Ida Remington, soldier, 1863
A soldier’s life is a thirsty one, and thus it is that Ida Remington, discharged soldier, was arrested in a saloon for being “a female imposter in male attire.” Remington’s stint in the army apparently included being a captain’s aide and seeing action.
As DeAnne Blanton and Lauren M. Cook point out, contemporary newspaper articles aren’t always accurate; the Daily Patriot and Union connected Remington with the 11th New York Infantry, but “That regiment, also known as the [First] Fire Zouaves, was mainly composed of firemen from New York City, an unlikely fit for a woman soldier trying to blend in with her comrades.” And the 11th had, apparently been mustered out a year before Ida supposedly accompanied the soldiers to Harrisburg. The 22nd New York Infantry National Guard, however, was mustered in on 18 June 1863 and sent to Harrisburg, Pennsylvania, where the regiment saw action at Sporting Hill; a 30-day regiment, it was mustered out 24 July 1863. (See “Pennsylvania Civil War Battles” at the National Park Service website.)
“Sailing Under False Colors.” Daily Patriot and Union [Harrisurg, Pennsylvania] 15 Aug 1863; p. 2.

DATA SECTION:
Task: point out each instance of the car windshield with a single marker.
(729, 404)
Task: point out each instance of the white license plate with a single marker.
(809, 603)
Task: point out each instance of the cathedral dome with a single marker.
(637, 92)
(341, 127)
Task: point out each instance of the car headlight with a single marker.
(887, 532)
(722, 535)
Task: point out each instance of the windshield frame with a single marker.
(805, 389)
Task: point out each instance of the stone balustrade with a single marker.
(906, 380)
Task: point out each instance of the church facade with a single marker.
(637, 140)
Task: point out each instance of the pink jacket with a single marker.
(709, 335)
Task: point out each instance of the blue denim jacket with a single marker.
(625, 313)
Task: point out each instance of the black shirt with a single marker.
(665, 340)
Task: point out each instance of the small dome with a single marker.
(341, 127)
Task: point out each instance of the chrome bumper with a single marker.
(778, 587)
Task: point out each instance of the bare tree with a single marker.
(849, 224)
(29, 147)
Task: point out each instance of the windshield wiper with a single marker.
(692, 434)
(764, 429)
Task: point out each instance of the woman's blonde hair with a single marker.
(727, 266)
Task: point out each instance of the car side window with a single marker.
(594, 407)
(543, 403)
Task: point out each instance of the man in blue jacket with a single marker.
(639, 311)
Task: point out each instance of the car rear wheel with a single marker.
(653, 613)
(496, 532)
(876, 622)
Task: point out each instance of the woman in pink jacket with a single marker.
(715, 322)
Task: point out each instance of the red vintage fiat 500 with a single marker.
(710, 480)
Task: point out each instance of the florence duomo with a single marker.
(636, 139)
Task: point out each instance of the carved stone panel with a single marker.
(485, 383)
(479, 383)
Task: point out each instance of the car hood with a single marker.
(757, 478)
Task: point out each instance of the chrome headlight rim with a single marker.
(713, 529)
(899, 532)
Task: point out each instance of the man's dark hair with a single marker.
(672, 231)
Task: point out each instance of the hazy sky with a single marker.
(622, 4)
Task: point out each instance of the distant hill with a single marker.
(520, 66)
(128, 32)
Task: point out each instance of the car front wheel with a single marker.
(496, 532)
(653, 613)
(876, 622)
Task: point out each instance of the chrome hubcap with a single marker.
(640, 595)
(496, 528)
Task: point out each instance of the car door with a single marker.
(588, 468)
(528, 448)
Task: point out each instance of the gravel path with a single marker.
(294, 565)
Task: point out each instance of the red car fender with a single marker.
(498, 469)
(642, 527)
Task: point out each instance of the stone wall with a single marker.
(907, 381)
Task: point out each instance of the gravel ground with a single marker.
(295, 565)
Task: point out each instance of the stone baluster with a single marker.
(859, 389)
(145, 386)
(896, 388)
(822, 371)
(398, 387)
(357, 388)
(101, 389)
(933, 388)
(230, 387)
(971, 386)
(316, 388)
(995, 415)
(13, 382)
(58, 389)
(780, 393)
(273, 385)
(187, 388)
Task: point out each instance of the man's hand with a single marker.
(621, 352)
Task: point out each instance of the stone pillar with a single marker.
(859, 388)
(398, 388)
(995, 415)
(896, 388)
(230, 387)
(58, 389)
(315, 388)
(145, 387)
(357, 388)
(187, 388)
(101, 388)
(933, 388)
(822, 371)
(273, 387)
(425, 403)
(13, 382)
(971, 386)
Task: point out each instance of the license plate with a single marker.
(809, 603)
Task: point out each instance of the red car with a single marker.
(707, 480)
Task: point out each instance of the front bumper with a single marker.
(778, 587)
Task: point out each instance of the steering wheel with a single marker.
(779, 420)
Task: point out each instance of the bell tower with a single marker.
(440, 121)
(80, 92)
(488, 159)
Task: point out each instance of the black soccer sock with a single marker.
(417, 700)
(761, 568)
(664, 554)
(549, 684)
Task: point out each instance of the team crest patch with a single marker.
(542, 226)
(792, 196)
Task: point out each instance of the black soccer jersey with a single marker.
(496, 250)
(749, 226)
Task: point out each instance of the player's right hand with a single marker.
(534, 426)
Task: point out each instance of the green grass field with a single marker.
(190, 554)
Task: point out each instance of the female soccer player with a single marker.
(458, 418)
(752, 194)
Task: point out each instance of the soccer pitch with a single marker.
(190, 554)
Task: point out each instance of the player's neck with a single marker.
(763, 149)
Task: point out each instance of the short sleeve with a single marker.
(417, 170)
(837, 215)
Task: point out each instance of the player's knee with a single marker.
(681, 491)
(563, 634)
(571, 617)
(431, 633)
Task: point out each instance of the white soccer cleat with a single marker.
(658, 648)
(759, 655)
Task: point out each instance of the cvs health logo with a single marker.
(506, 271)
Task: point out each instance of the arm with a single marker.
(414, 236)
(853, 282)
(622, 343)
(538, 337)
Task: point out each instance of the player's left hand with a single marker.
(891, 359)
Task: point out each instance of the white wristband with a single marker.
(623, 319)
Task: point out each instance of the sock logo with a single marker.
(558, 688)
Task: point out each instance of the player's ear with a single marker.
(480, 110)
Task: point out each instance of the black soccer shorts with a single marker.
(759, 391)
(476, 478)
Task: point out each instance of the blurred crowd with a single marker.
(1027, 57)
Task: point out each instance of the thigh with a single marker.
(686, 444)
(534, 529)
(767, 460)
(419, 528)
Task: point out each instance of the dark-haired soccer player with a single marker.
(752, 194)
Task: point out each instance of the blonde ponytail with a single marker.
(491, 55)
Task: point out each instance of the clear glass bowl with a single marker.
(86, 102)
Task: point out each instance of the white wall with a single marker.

CHALLENGES:
#1 Repeat the passage of the Ida Remington text that opens with the words containing "Ida Remington, soldier, 1863" and closes with "and seeing action.".
#2 Go on with the Ida Remington text from the point where it stops.

RESPONSE LIST:
#1
Ida Remington, soldier, 1863
A soldier’s life is a thirsty one, and thus it is that Ida Remington, discharged soldier, was arrested in a saloon for being “a female imposter in male attire.” Remington’s stint in the army apparently included being a captain’s aide and seeing action.

#2
A discharged soldier has been sporting about this city for several days past, whose feminine voice and cast of countenance gave rise to suspicion in the breasts of the Argus-eyed police force. His actions in a saloon yesterday morning, while tipping down a glass of stimulus and holding wassail with some comrades, were scrutinized with misgivings by officer Cline, and induced him to arrest the “bowld sojer boy” and bring him before Alderman Kline as a female imposter in male attire.
Here the soldier frankly acknowledged that he (she) was “no man at all.” She gave her name as Ida Remington, of Rochester, N. Y., and stated that she was persuaded to enter the army by some friends in the 11th New York Militia, and had come on to this place with the regiment during the late raid; that she had been in service for two years, most of the time acting as servant for a captain; that she was with the Army of the Potoma[c] at South Mountain, Antietam and many other hard-fought battles, and had with her an honorable discharge from the service. She was committed to the lock-up, whence she was subse[qu]ently brought out for a second heraring, after which she was released. She left town in the course of the day. Her whole story is full of dash and romance, and shows that “when a woman will, she will, and you can depend on’t.”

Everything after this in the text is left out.